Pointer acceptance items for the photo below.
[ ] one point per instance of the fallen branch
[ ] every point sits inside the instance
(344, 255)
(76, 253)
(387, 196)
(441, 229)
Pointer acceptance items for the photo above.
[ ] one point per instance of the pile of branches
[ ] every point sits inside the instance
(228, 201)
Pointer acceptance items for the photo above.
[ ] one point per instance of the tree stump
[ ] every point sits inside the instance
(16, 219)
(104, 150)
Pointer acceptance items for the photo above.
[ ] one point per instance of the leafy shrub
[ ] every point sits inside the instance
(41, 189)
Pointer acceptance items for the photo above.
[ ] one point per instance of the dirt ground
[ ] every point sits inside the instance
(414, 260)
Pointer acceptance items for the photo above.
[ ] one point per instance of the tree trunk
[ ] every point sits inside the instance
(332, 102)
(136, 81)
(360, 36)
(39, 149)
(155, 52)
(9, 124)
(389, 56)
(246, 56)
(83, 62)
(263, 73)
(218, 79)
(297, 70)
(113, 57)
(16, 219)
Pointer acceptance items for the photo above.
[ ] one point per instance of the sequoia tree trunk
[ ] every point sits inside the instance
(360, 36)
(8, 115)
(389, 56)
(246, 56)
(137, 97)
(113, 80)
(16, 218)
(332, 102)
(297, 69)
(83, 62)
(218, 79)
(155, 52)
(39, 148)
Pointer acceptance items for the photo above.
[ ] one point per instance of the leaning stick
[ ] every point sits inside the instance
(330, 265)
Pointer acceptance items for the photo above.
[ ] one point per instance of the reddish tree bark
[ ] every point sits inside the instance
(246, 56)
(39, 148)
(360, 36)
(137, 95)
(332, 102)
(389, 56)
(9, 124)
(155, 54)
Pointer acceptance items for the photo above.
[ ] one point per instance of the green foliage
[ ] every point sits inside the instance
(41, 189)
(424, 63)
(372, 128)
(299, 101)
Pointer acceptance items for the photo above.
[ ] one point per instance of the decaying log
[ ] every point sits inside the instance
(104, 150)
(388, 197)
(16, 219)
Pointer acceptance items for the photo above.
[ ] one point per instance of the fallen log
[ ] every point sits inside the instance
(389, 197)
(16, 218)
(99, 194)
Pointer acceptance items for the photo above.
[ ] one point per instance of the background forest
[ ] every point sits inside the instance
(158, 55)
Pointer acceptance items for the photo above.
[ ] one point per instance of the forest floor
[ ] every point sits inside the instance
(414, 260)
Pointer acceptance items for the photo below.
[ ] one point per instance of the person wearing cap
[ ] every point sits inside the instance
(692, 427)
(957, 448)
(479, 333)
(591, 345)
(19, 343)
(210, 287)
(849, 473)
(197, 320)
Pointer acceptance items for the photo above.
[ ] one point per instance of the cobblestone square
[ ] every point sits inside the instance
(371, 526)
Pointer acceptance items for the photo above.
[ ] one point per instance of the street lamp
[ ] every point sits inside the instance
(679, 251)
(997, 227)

*-*-*

An exact, complete copy of the records is the expected answer.

Pointer acceptance items for the photo below.
[ ] one point per instance of the fallen branch
[ ] every point sits inside the instance
(344, 255)
(76, 253)
(387, 196)
(441, 229)
Pointer acceptance items for the photo above.
[ ] one point per instance of the pile of branches
[ ] every point sits inside the instance
(228, 201)
Pointer acceptance items for the photo above.
[ ] one point per instance of the tree stump
[ ] every point sits inside the instance
(16, 219)
(104, 150)
Pointer acceptance items for the photo above.
[ ] one point per instance of the leafy shrub
[ ] every point sits inside the instance
(41, 189)
Pointer acceptance items for the photo above.
[ ] one point per instance of the dirt ground
[ ] every point sits inside the instance
(414, 260)
Pointer acceptance items for the photo above.
[ ] one point per instance of the tree trunk
[ ] every point sits inside the instance
(332, 102)
(136, 81)
(360, 36)
(39, 149)
(155, 52)
(9, 124)
(389, 56)
(246, 56)
(83, 62)
(263, 73)
(218, 79)
(297, 70)
(113, 57)
(16, 219)
Pointer acceptance items for the photo above.
[ ] one point per instance of the sequoia tree trunk
[ ] every point sits inside the instance
(360, 36)
(8, 115)
(389, 56)
(246, 56)
(137, 97)
(113, 80)
(16, 218)
(332, 102)
(297, 69)
(83, 62)
(218, 79)
(155, 52)
(39, 148)
Pointer acceptance items for the photo above.
[ ] one point per instance of the leaning stick
[ ] every point sits inside the instance
(330, 265)
Pointer acceptance items for the photo above.
[ ] one point per instance of the reddish tree bark
[ ] every point sits inside the instance
(246, 56)
(39, 148)
(360, 36)
(137, 95)
(332, 102)
(389, 56)
(9, 124)
(155, 54)
Pointer acceptance items for the photo above.
[ ] one point per instance of the green foliage
[ ] every point sits inside the instance
(41, 189)
(424, 63)
(372, 128)
(299, 101)
Pointer acceptance items for the photo above.
[ ] one point per instance of the decaying log
[ ] every point sits inside the instance
(104, 150)
(388, 197)
(16, 219)
Pointer acceptance items for the photo above.
[ ] one point per instance of the fallen log
[ ] every point sits inside the instance
(389, 197)
(16, 218)
(99, 194)
Pointer acceptance items for the photo above.
[ ] one point per instance of the background forest
[ ] every point sits inside the instance
(158, 55)
Pointer acceptance items for the photo above.
[ ] one point per instance of the forest floor
[ ] every point sits inside the instance
(414, 260)
Pointer acceptance items for the photo below.
[ ] one point per instance of the person wearing cap
[ ] every point sits inside the instance
(692, 427)
(957, 448)
(479, 333)
(591, 345)
(19, 343)
(210, 287)
(849, 473)
(197, 320)
Pointer acceptance items for the photo above.
[ ] one point per instance of the cobblestone square
[ ] every point sits inside the instance
(371, 526)
Pointer acceptance items for the photo above.
[ ] one point per instance of the street lamp
[ ] every point sits inside the instance
(679, 251)
(997, 227)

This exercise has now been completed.